Requirements> Convert every line of the entries below into a JSON list of strings, one string per line, leaving out blank lines.

********

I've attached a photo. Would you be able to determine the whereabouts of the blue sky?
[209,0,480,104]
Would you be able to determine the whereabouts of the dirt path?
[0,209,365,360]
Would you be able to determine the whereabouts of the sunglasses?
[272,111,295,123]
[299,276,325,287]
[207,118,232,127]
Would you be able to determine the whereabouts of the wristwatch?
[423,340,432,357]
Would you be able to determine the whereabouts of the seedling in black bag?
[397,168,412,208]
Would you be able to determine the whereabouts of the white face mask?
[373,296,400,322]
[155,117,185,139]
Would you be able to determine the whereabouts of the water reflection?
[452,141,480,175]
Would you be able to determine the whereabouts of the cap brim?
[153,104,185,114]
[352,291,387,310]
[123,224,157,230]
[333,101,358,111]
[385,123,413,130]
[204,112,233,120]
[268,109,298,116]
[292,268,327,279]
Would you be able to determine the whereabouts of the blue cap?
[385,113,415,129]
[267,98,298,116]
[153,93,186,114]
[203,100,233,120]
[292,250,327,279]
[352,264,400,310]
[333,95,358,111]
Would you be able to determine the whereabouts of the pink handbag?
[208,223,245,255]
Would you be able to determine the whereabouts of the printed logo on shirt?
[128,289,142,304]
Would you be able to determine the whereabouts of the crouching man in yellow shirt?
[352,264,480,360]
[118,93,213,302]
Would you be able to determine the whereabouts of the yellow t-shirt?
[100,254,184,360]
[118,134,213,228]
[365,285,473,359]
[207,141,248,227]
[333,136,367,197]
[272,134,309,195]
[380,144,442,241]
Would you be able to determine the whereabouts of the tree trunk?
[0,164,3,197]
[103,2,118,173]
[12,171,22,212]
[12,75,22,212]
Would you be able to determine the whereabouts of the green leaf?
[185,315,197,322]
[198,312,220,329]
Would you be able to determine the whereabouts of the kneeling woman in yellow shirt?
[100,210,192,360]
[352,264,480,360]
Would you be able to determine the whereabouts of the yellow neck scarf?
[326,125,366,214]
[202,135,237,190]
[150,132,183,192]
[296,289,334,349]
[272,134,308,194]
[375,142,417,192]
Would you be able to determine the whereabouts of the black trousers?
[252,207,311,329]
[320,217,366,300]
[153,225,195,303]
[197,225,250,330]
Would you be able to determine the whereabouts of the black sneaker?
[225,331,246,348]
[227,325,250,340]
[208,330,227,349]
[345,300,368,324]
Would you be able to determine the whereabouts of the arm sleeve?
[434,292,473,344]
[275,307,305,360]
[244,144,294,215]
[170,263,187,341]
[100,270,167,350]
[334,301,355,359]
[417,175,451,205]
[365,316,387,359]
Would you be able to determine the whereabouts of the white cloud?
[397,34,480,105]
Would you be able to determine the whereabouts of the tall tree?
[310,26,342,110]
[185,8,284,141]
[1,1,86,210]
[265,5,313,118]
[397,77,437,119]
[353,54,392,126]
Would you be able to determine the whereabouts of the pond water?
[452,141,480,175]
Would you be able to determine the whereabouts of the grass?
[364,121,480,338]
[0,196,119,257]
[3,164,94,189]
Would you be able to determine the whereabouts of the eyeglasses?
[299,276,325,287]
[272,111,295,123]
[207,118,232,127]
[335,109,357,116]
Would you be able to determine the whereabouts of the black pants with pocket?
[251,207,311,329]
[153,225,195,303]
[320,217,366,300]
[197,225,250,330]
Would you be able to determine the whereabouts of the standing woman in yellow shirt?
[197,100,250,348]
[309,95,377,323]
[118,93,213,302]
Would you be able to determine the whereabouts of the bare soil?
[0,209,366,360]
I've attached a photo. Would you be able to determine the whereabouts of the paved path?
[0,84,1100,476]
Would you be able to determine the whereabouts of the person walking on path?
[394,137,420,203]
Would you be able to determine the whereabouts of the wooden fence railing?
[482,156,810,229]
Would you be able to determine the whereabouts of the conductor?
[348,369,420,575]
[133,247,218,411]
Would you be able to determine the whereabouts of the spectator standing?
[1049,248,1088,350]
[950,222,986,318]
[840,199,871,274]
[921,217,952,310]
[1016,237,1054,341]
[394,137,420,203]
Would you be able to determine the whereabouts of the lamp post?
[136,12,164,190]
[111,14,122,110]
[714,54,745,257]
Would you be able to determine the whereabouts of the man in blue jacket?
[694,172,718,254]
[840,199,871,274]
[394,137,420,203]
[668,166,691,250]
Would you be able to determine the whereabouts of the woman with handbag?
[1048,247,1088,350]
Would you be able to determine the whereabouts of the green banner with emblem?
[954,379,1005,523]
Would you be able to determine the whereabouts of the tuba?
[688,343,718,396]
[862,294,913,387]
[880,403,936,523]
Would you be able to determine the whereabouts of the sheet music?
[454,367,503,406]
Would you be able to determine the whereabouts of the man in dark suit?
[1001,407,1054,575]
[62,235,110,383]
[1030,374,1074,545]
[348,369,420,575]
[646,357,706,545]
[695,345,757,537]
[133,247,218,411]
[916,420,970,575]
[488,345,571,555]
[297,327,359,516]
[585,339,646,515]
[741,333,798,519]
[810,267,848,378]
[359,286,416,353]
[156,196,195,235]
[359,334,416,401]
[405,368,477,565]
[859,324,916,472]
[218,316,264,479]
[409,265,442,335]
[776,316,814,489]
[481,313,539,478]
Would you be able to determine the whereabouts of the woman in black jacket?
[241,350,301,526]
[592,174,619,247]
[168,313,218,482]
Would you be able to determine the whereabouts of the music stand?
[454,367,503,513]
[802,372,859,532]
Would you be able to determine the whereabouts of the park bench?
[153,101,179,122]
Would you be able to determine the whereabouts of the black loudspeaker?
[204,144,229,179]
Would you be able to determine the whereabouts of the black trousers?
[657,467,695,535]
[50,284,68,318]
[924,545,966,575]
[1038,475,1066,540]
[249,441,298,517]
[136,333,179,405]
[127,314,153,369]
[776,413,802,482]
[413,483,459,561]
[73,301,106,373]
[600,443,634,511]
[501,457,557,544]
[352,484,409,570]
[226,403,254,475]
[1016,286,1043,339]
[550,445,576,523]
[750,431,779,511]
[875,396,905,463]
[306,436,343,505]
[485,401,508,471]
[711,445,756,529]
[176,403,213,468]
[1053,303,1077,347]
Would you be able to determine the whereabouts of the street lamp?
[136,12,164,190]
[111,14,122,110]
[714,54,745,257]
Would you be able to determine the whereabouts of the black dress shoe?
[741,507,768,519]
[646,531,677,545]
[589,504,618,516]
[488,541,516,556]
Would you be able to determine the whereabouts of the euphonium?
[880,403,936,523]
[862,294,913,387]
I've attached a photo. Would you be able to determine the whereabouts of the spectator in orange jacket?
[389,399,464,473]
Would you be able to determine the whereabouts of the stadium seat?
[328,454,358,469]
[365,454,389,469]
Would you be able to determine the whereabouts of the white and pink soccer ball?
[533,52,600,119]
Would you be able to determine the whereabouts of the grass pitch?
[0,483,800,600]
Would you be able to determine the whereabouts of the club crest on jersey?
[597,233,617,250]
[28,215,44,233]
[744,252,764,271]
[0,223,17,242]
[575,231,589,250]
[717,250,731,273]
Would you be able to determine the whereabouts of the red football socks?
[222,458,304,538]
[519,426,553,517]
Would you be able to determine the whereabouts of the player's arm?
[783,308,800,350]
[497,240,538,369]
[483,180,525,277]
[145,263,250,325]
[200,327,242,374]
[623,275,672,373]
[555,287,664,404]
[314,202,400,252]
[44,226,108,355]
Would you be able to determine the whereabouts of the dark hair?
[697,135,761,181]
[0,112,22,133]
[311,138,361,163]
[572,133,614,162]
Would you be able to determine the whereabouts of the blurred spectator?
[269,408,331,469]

********

The output>
[
  "I've attached a photo. Would you be able to determine the whereabouts of the blue sky?",
  "[209,0,480,104]",
  "Would you be able to determine the whereabouts of the dirt path?",
  "[0,209,365,360]",
  "Would you be able to determine the whereabouts of the sunglasses?",
  "[272,111,295,123]",
  "[299,276,325,287]",
  "[207,118,232,127]",
  "Would you be able to determine the whereabouts of the wristwatch?",
  "[423,340,432,357]",
  "Would you be able to determine the whereabouts of the seedling in black bag?",
  "[397,168,412,208]",
  "Would you be able to determine the whereabouts of the white face mask?",
  "[373,296,400,322]",
  "[155,117,185,139]",
  "Would you be able to determine the whereabouts of the water reflection?",
  "[452,141,480,175]",
  "Would you be able to determine the whereabouts of the cap brim?",
  "[153,104,185,114]",
  "[352,291,387,310]",
  "[123,224,157,230]",
  "[333,101,358,111]",
  "[385,123,413,130]",
  "[204,112,233,120]",
  "[268,109,298,116]",
  "[292,268,327,279]",
  "Would you be able to determine the whereabouts of the blue cap?",
  "[385,113,415,129]",
  "[267,98,298,116]",
  "[153,93,186,114]",
  "[203,100,233,120]",
  "[292,250,327,279]",
  "[352,264,400,310]",
  "[333,95,358,111]",
  "Would you be able to determine the whereabouts of the pink handbag?",
  "[208,223,245,255]",
  "Would you be able to determine the whereabouts of the printed logo on shirt?",
  "[128,289,142,304]",
  "Would you be able to determine the whereabouts of the crouching man in yellow shirt?",
  "[352,264,480,360]",
  "[118,93,213,302]",
  "Would you be able to determine the whereabouts of the yellow t-shirt?",
  "[100,254,184,360]",
  "[118,134,213,228]",
  "[365,285,473,359]",
  "[207,141,248,227]",
  "[333,136,367,197]",
  "[272,134,309,195]",
  "[380,144,442,241]",
  "Would you be able to determine the whereabouts of the tree trunk?",
  "[0,164,3,197]",
  "[103,2,118,173]",
  "[12,171,22,212]",
  "[12,75,22,212]",
  "Would you be able to determine the whereabouts of the green leaf?",
  "[185,315,197,322]",
  "[198,312,220,329]",
  "Would you be able to determine the whereabouts of the kneeling woman in yellow shirt?",
  "[100,210,192,360]",
  "[352,264,480,360]",
  "Would you be able to determine the whereabouts of the yellow neck scarf?",
  "[326,125,366,214]",
  "[202,135,237,190]",
  "[150,132,183,192]",
  "[296,289,334,349]",
  "[272,134,308,194]",
  "[375,142,417,192]",
  "Would you be able to determine the whereabouts of the black trousers?",
  "[252,207,311,329]",
  "[320,217,366,300]",
  "[153,225,195,303]",
  "[197,225,250,330]",
  "Would you be able to determine the whereabouts of the black sneaker?",
  "[225,331,246,348]",
  "[227,325,250,340]",
  "[208,330,227,349]",
  "[345,300,368,324]",
  "Would you be able to determine the whereabouts of the arm sleeve?",
  "[434,292,473,344]",
  "[275,307,305,360]",
  "[244,144,294,215]",
  "[170,263,187,341]",
  "[100,270,167,350]",
  "[334,301,355,359]",
  "[417,175,451,205]",
  "[365,316,387,359]",
  "Would you be able to determine the whereabouts of the white cloud?",
  "[397,34,480,105]",
  "Would you be able to determine the whereabouts of the tall tree?",
  "[310,26,342,110]",
  "[185,8,284,141]",
  "[1,1,86,210]",
  "[265,5,313,118]",
  "[397,77,437,119]",
  "[353,54,392,126]",
  "Would you be able to determine the whereabouts of the pond water?",
  "[452,141,480,175]",
  "Would you be able to determine the whereabouts of the grass?",
  "[364,121,480,338]",
  "[0,196,119,257]",
  "[3,164,94,189]",
  "Would you be able to determine the whereabouts of the eyeglasses?",
  "[299,276,325,287]",
  "[272,111,295,123]",
  "[207,118,232,127]",
  "[335,109,357,116]",
  "Would you be able to determine the whereabouts of the black pants with pocket?",
  "[251,207,311,329]",
  "[153,225,195,303]",
  "[320,217,366,300]",
  "[197,225,250,330]",
  "Would you be able to determine the whereabouts of the standing woman in yellow shirt?",
  "[197,100,250,348]",
  "[309,95,377,323]",
  "[118,93,213,302]",
  "Would you be able to determine the whereabouts of the bare soil?",
  "[0,209,366,360]",
  "I've attached a photo. Would you be able to determine the whereabouts of the paved path?",
  "[0,84,1100,476]",
  "Would you be able to determine the whereabouts of the person walking on path?",
  "[394,137,420,203]",
  "Would you be able to determine the whereabouts of the wooden fence railing?",
  "[482,156,810,229]",
  "Would you be able to determine the whereabouts of the conductor?",
  "[348,369,420,575]",
  "[133,247,218,411]",
  "Would you be able to determine the whereabouts of the spectator standing?",
  "[1049,248,1088,350]",
  "[950,222,986,318]",
  "[840,199,871,274]",
  "[921,217,952,310]",
  "[1016,237,1054,341]",
  "[394,137,420,203]",
  "Would you be able to determine the whereabouts of the lamp post?",
  "[136,12,164,190]",
  "[111,14,122,110]",
  "[714,54,745,257]",
  "Would you be able to determine the whereabouts of the man in blue jacket?",
  "[694,172,718,254]",
  "[840,199,871,274]",
  "[394,137,420,203]",
  "[668,166,691,250]",
  "Would you be able to determine the whereabouts of the woman with handbag?",
  "[1048,247,1088,350]",
  "Would you be able to determine the whereabouts of the green banner with emblem?",
  "[954,379,1005,523]",
  "Would you be able to determine the whereabouts of the tuba?",
  "[688,343,718,396]",
  "[862,294,913,387]",
  "[880,403,936,523]",
  "Would you be able to determine the whereabouts of the sheet music?",
  "[454,367,503,406]",
  "Would you be able to determine the whereabouts of the man in dark suit?",
  "[1001,407,1054,575]",
  "[62,235,110,383]",
  "[1030,374,1074,545]",
  "[348,369,420,575]",
  "[646,357,706,545]",
  "[695,345,757,537]",
  "[133,247,218,411]",
  "[916,420,970,575]",
  "[488,345,571,555]",
  "[297,327,359,516]",
  "[585,339,646,515]",
  "[741,333,798,519]",
  "[810,267,848,378]",
  "[359,286,416,353]",
  "[156,196,195,235]",
  "[359,334,416,401]",
  "[405,368,477,565]",
  "[859,324,916,472]",
  "[218,316,264,479]",
  "[409,265,442,335]",
  "[776,316,814,489]",
  "[481,313,539,478]",
  "Would you be able to determine the whereabouts of the woman in black jacket?",
  "[241,350,301,526]",
  "[592,174,619,247]",
  "[168,313,218,482]",
  "Would you be able to determine the whereabouts of the music stand?",
  "[454,367,503,513]",
  "[802,372,859,532]",
  "Would you be able to determine the whereabouts of the park bench?",
  "[153,101,179,122]",
  "Would you be able to determine the whereabouts of the black loudspeaker?",
  "[204,144,229,179]",
  "Would you be able to determine the whereabouts of the black trousers?",
  "[657,467,695,535]",
  "[50,284,68,318]",
  "[924,545,966,575]",
  "[1038,475,1066,540]",
  "[249,441,298,517]",
  "[136,333,179,405]",
  "[127,314,153,369]",
  "[776,413,802,482]",
  "[413,483,459,561]",
  "[73,301,106,373]",
  "[600,443,634,511]",
  "[501,457,557,544]",
  "[352,484,409,570]",
  "[226,403,254,475]",
  "[1016,286,1043,339]",
  "[550,445,576,523]",
  "[750,431,779,511]",
  "[875,396,905,463]",
  "[306,436,343,505]",
  "[485,401,508,471]",
  "[711,445,756,529]",
  "[176,403,213,468]",
  "[1053,303,1077,347]",
  "Would you be able to determine the whereabouts of the street lamp?",
  "[136,12,164,190]",
  "[111,14,122,110]",
  "[714,54,745,257]",
  "Would you be able to determine the whereabouts of the black dress shoe?",
  "[741,507,768,519]",
  "[646,531,677,545]",
  "[589,504,618,516]",
  "[488,541,516,556]",
  "Would you be able to determine the whereabouts of the euphonium?",
  "[880,403,936,523]",
  "[862,294,913,387]",
  "I've attached a photo. Would you be able to determine the whereabouts of the spectator in orange jacket?",
  "[389,399,464,473]",
  "Would you be able to determine the whereabouts of the stadium seat?",
  "[328,454,358,469]",
  "[365,454,389,469]",
  "Would you be able to determine the whereabouts of the white and pink soccer ball?",
  "[533,52,600,119]",
  "Would you be able to determine the whereabouts of the grass pitch?",
  "[0,483,800,600]",
  "Would you be able to determine the whereabouts of the club crest on jersey?",
  "[597,233,617,250]",
  "[28,215,44,233]",
  "[744,252,764,271]",
  "[0,223,17,242]",
  "[575,231,589,250]",
  "[717,250,731,273]",
  "Would you be able to determine the whereabouts of the red football socks?",
  "[222,458,304,538]",
  "[519,426,553,517]",
  "Would you be able to determine the whereabouts of the player's arm?",
  "[783,308,800,350]",
  "[497,240,538,369]",
  "[483,180,525,277]",
  "[145,263,250,325]",
  "[200,327,242,374]",
  "[623,275,672,373]",
  "[555,287,664,404]",
  "[314,202,400,252]",
  "[44,226,108,355]",
  "Would you be able to determine the whereabouts of the dark hair?",
  "[697,135,761,181]",
  "[0,112,22,133]",
  "[311,138,361,163]",
  "[572,133,614,162]",
  "Would you be able to determine the whereabouts of the blurred spectator?",
  "[269,408,331,469]"
]